Records from a dataset
• • •
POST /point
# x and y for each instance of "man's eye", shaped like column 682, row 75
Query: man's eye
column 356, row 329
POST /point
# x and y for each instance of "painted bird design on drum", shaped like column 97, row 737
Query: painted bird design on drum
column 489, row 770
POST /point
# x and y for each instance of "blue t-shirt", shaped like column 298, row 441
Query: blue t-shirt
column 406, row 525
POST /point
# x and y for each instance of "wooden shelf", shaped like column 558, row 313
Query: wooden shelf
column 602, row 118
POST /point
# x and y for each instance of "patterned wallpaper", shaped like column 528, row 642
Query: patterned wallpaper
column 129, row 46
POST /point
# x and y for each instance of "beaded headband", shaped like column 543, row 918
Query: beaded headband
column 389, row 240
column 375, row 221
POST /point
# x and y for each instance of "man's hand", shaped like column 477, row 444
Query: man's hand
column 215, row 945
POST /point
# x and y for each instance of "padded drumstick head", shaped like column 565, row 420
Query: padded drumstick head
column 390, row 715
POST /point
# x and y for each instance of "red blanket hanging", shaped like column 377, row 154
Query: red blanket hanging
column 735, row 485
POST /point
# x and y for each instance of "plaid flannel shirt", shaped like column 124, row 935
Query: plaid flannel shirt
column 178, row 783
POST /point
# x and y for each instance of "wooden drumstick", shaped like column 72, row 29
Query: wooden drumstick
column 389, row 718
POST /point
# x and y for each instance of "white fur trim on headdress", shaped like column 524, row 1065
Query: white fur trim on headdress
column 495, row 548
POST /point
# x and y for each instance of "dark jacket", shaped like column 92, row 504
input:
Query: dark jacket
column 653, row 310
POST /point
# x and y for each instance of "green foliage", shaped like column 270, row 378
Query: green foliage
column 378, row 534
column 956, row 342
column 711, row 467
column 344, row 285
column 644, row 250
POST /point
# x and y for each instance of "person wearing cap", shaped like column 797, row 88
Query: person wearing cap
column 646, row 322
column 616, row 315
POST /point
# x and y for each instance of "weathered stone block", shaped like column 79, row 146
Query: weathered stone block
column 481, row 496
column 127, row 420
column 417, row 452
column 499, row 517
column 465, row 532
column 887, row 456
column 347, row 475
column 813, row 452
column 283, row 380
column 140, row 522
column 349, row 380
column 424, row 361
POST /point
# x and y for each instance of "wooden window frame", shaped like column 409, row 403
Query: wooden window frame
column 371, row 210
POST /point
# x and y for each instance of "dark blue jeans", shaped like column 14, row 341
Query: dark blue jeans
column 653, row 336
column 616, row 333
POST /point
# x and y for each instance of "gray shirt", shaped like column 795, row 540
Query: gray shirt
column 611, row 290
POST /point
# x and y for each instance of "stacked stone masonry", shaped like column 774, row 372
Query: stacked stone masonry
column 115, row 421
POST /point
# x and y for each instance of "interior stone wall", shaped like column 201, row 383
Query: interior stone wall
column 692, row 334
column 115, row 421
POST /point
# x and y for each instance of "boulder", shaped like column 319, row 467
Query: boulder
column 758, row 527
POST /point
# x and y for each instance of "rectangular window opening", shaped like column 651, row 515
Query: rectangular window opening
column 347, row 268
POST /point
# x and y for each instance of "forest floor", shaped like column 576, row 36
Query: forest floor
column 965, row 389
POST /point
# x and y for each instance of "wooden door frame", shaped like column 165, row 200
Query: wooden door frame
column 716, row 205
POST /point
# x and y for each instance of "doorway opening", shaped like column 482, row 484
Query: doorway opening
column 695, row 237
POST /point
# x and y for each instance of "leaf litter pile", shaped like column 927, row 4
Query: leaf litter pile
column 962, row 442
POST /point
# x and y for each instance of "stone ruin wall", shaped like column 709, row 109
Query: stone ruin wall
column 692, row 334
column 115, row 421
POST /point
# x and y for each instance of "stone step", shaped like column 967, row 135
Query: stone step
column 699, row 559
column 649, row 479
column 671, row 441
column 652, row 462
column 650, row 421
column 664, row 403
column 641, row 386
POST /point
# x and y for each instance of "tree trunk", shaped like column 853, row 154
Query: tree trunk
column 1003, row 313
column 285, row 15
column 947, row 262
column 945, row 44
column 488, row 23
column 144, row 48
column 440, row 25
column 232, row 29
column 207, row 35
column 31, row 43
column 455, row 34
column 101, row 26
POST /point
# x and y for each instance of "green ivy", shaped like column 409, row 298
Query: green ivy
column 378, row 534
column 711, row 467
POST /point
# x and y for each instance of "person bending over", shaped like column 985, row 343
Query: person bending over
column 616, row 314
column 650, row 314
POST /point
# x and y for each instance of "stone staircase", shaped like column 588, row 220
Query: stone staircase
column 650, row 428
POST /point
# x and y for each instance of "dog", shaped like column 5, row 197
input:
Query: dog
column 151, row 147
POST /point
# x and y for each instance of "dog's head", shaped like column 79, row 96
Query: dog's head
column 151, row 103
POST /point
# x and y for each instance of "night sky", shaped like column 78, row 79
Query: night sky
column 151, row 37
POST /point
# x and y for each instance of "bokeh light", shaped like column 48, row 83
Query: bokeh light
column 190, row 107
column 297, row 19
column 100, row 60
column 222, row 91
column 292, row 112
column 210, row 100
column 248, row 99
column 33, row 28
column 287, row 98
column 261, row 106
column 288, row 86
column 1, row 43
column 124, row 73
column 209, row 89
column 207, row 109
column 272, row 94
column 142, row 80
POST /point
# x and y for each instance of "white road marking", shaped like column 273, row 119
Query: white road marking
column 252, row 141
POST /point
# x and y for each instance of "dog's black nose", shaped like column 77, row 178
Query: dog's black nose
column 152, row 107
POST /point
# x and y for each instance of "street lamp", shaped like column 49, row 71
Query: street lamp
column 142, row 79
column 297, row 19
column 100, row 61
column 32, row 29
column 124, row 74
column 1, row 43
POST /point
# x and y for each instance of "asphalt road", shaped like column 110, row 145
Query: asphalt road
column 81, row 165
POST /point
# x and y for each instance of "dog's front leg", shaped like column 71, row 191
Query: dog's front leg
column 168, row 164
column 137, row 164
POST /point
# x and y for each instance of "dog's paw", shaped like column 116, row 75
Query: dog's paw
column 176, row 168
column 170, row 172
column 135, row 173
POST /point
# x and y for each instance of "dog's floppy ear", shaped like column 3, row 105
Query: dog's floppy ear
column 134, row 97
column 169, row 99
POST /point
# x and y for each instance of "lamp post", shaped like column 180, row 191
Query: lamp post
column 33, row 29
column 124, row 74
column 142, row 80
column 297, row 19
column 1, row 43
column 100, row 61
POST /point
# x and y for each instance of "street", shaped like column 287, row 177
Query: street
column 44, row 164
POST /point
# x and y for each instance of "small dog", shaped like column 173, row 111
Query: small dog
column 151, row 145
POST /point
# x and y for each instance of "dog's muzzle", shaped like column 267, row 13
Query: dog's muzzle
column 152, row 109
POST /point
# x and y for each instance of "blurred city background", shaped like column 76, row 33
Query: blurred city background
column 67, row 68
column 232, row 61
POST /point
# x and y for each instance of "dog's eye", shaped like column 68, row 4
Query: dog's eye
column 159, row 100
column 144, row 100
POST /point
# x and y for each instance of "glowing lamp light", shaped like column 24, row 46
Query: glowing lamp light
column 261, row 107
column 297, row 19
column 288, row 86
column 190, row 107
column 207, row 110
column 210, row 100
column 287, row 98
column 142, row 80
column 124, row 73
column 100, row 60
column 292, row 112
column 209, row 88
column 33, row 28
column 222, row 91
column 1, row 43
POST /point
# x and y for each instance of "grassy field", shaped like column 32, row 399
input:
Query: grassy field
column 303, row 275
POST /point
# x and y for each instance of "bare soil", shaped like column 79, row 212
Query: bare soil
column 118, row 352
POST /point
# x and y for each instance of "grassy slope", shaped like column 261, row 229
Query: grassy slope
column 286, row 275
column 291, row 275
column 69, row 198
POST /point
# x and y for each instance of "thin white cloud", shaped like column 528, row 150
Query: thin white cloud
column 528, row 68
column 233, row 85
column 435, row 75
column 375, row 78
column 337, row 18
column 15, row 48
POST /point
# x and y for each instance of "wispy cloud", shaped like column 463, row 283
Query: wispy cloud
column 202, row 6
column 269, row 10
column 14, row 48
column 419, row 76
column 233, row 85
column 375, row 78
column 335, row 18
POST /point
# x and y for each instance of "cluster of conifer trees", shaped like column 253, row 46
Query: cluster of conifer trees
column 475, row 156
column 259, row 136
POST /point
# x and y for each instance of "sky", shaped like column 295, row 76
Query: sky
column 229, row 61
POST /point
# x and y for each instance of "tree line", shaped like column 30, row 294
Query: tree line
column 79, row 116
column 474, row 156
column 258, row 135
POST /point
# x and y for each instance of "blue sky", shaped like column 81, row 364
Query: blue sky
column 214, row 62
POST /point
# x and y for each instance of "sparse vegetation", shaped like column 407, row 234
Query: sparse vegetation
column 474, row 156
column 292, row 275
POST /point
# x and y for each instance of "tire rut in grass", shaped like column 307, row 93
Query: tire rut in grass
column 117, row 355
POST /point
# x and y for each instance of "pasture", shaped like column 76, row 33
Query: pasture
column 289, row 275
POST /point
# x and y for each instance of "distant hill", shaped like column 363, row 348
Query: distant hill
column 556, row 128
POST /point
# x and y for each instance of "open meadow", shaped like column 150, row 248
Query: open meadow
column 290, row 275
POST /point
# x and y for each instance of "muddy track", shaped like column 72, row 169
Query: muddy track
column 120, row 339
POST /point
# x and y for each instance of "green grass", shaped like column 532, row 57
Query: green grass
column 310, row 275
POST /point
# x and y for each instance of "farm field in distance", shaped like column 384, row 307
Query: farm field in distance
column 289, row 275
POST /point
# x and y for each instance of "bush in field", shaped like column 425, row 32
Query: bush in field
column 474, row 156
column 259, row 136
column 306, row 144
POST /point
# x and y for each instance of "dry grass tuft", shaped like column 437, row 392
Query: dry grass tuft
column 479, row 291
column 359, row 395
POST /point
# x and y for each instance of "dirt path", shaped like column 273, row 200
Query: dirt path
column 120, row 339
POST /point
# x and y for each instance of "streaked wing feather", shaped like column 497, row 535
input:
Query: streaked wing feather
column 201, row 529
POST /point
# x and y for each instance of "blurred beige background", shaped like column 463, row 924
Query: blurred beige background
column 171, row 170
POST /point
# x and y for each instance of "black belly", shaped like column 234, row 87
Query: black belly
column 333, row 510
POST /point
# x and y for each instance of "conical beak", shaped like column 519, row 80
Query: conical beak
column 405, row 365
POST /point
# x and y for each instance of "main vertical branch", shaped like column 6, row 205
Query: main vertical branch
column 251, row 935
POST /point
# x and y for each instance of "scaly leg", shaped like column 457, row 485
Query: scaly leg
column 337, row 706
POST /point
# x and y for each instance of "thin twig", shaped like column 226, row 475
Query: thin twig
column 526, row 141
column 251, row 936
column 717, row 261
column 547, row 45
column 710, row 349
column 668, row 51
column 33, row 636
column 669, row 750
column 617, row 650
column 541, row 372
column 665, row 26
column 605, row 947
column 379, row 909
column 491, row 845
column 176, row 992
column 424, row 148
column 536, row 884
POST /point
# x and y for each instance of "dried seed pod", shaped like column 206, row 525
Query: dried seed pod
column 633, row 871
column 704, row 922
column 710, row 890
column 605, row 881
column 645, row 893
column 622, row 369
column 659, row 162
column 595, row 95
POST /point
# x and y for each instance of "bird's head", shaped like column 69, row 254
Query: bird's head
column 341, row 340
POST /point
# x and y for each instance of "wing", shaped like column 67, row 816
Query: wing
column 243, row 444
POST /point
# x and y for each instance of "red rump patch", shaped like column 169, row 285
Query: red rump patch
• • •
Every line in the records above that has "rump" counts once. Give the total and nothing else.

Output of the task: 2